*Selected passage:*
## Begin
Friday, October 22, 2010

Hard to blog with no computer and 15 hour work days

Keller Steven Pickren
Georgia/Florida weekend's coming up. Mike I challenge you to a pumpkin carving contest

Amenities


More amentites



Omni Hotels' logo


So for the past 3 months or so I've been the Garde Manger Chef for the Plantation. Trying to find the medium between refinement and feeding the masses. A little overwhelmed but enthusiastic about my new position. I'm starting to understand why chef's I had worked for always told me to enjoy being a cook while you can. Just come in and enjoy working with the food with a clear head and no fires to put out. No personalities to try and understand and figure out how to manage all while inspiring them to actually care about what they do(garde manger being one of the hardest things to get people to care about. Now I walk in the door ready to be greeted with a slew of problems. I'm starting to understand how to balance it all though. Back to back 15 hour days for weeks at a time take their toll but oddly enough you start to get used it and adjust. I guess chefs build up an immunity to long hours overtime. Sometimes I don't know how Dale's still standing at the end of the day when he hasn't taken a day off in two weeks, came in an hour before I did and left two hours later every night. The guy's a machine. I'm enjoying my new position and all hours, responsibilities and pressures that come along with it and feel like I'm already becoming a better chef from it. I'm excited that the Plantation was bought by a company with such high standards and the resources to truly build the it up to it's full potential. The sky's the limit now, expect big things to happen at the Plantation. To add on to all of the pressures and changes at work, I'm over joyed and a little frightened to say that I'm also going to be a dad in less than two months. Talk about motivation to push myself even harder. There's a new meaning to life now.
## End
*Raw data:*
## Begin
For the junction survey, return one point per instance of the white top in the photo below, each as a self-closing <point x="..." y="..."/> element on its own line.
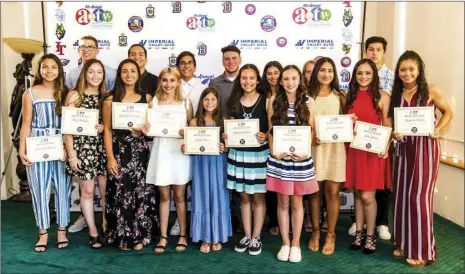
## End
Carry on the blog post about working as Garde Manger Chef at the Plantation from the point where it stops.

*Answer to this exercise:*
TIme to Catch up

Amelia Island Plantation Logo
Roasted pig from the great southern tailgate cookoff

Honeydew swan



another weird carving



Plated salads for 300




Thursday, October 14, 2010

Alinea - Chicago, IL

This video has been up forever on youtube..........just rewatched it...........it helps me to be unsatisfied.......

Wednesday, October 6, 2010

Cooking for Geeks


Mike's last post gives me a chance to kill two birds with one stone with this post. About a month ago Brennan and I were in south Florida and were fortunate enough to be in town the same time that Jeff Potter was doing a Q & A about his new book, Cooking for Geeks. We had the chance to meet and talk with him about his new book and I just received my signed copy in the mail this week. The book is great, it takes a strait forward, logical approach to explaining the chemistry, process and magic of cooking. I have only scratched the surface of this book, but it has a much different feel to it as opposed to other books written by long time professional chefs(maybe chefs get a little to emotional about their food sometimes). Either way, I would definitely recommend that cooks stop what they are doing right now and run out and get this book.
Now, to answer Mike's question, what I know about Tapioca Maltodextrin is that it is considered a transformational hydrocolloid. Meaning that it transforms fats or oils into powders. It is water soluble so milk would not work because it has water content. Maltodextrin, however, is incredibly useful in conveying flavors in a "nonlipid form" as Jeff says in his book. I made powder from duck confit oil last week and the flavor is beautiful. If I could, I would just "cut and paste" all of Jeff's words on the subject but that might deter you from getting the book. Its a must have. Use about a 60-40 ratio of fat to maltodextrin for best results, and pass your powder through a sieve to fluff it up.
Cooking is a close relative of chemistry. Cooks will benefit by simply accepting it, sure, some cooks over do it, but when you can understand how things work results become more gratifying. Till next time..............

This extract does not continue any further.